== Provided records ==
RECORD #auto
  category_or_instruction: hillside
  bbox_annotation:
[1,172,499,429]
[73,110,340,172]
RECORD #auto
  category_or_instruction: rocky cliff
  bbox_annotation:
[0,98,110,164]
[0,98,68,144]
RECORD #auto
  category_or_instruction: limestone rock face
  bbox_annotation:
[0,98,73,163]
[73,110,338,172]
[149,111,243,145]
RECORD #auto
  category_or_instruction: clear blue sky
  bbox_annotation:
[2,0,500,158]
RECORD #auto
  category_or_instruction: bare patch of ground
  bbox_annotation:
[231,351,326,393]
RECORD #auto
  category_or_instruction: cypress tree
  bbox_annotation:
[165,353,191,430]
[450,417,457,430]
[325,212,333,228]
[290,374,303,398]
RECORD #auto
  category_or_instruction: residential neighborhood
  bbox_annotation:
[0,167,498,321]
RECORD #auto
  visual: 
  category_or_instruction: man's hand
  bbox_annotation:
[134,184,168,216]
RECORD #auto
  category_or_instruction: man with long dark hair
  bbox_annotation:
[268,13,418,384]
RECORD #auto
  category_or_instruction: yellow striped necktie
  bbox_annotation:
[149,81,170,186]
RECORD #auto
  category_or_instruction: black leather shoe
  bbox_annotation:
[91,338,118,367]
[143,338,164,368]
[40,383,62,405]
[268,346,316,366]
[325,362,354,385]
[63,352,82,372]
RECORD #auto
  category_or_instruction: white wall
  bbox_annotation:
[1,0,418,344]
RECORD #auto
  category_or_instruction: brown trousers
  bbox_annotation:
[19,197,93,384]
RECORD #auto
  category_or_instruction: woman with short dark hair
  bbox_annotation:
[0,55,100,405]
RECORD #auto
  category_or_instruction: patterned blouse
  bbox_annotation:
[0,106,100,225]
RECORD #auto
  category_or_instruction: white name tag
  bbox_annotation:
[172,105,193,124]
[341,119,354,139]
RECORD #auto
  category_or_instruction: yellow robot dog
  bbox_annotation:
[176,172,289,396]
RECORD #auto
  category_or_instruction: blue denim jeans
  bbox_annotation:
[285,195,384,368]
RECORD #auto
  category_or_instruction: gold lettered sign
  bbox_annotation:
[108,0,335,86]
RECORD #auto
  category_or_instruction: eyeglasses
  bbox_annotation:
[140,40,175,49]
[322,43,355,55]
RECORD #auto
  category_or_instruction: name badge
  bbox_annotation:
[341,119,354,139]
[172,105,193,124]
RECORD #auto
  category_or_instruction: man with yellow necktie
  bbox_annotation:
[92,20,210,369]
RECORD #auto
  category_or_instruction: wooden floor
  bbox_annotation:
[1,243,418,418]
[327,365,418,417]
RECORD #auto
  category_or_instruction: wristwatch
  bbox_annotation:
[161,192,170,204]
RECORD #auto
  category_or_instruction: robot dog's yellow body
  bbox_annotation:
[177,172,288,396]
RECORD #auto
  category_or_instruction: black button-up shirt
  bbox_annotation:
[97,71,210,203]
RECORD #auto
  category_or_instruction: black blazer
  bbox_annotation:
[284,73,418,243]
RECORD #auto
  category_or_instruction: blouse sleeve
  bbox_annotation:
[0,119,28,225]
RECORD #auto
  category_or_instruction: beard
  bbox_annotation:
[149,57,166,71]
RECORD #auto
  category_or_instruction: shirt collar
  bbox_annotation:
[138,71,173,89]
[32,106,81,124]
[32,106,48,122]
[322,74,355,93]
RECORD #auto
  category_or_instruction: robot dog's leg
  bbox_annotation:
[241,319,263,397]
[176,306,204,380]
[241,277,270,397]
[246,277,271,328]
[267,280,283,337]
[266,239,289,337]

== Your assignment ==
Your task is to transcribe the listing above in full, exactly as given.

== Task output ==
RECORD #auto
  category_or_instruction: hillside
  bbox_annotation:
[1,172,499,429]
[73,110,340,172]
RECORD #auto
  category_or_instruction: rocky cliff
  bbox_annotation:
[0,98,110,164]
[0,98,68,144]
RECORD #auto
  category_or_instruction: limestone rock face
  bbox_annotation:
[0,98,73,163]
[73,110,338,172]
[149,111,243,145]
RECORD #auto
  category_or_instruction: clear blue sky
  bbox_annotation:
[2,0,500,158]
RECORD #auto
  category_or_instruction: bare patch of ground
  bbox_annotation:
[231,351,326,393]
RECORD #auto
  category_or_instruction: cypress tree
  bbox_annotation:
[165,353,191,430]
[450,417,457,430]
[325,212,333,228]
[290,374,303,398]
RECORD #auto
  category_or_instruction: residential neighborhood
  bbox_annotation:
[0,167,498,321]
RECORD #auto
  visual: 
  category_or_instruction: man's hand
  bbox_annotation:
[134,184,168,216]
RECORD #auto
  category_or_instruction: man with long dark hair
  bbox_annotation:
[268,13,418,384]
RECORD #auto
  category_or_instruction: yellow striped necktie
  bbox_annotation:
[149,81,170,186]
RECORD #auto
  category_or_instruction: black leather shoe
  bbox_annotation:
[91,338,118,367]
[143,338,164,368]
[40,383,62,405]
[268,346,316,366]
[325,362,354,385]
[63,352,82,372]
RECORD #auto
  category_or_instruction: white wall
  bbox_annotation:
[1,0,418,344]
RECORD #auto
  category_or_instruction: brown trousers
  bbox_annotation:
[19,197,93,384]
RECORD #auto
  category_or_instruction: woman with short dark hair
  bbox_annotation:
[0,55,100,405]
RECORD #auto
  category_or_instruction: patterned blouse
  bbox_annotation:
[0,106,100,225]
RECORD #auto
  category_or_instruction: white name tag
  bbox_annotation:
[172,105,193,124]
[341,119,354,139]
RECORD #auto
  category_or_instruction: yellow robot dog
  bbox_annotation:
[176,172,289,396]
RECORD #auto
  category_or_instruction: blue denim jeans
  bbox_annotation:
[285,195,384,368]
RECORD #auto
  category_or_instruction: gold lettered sign
  bbox_annotation:
[108,0,335,86]
RECORD #auto
  category_or_instruction: eyeglasses
  bbox_annotation:
[140,40,175,49]
[322,43,355,55]
RECORD #auto
  category_or_instruction: name badge
  bbox_annotation:
[341,119,354,139]
[172,105,193,124]
RECORD #auto
  category_or_instruction: man with yellow necktie
  bbox_annotation:
[92,20,210,369]
RECORD #auto
  category_or_instruction: wooden floor
  bbox_annotation:
[1,243,418,418]
[327,365,418,417]
RECORD #auto
  category_or_instruction: wristwatch
  bbox_annotation:
[161,192,170,204]
RECORD #auto
  category_or_instruction: robot dog's yellow body
  bbox_annotation:
[177,172,288,396]
RECORD #auto
  category_or_instruction: black button-up shirt
  bbox_annotation:
[97,71,210,203]
RECORD #auto
  category_or_instruction: black blazer
  bbox_annotation:
[284,73,418,243]
RECORD #auto
  category_or_instruction: blouse sleeve
  bbox_annotation:
[0,119,28,225]
RECORD #auto
  category_or_instruction: beard
  bbox_annotation:
[149,57,166,71]
RECORD #auto
  category_or_instruction: shirt collar
  bbox_annotation:
[138,71,173,89]
[32,106,81,124]
[32,106,48,122]
[322,74,355,93]
RECORD #auto
  category_or_instruction: robot dog's leg
  bbox_annotation:
[241,319,263,397]
[176,306,204,380]
[241,277,270,397]
[246,277,271,328]
[267,280,283,337]
[266,239,289,337]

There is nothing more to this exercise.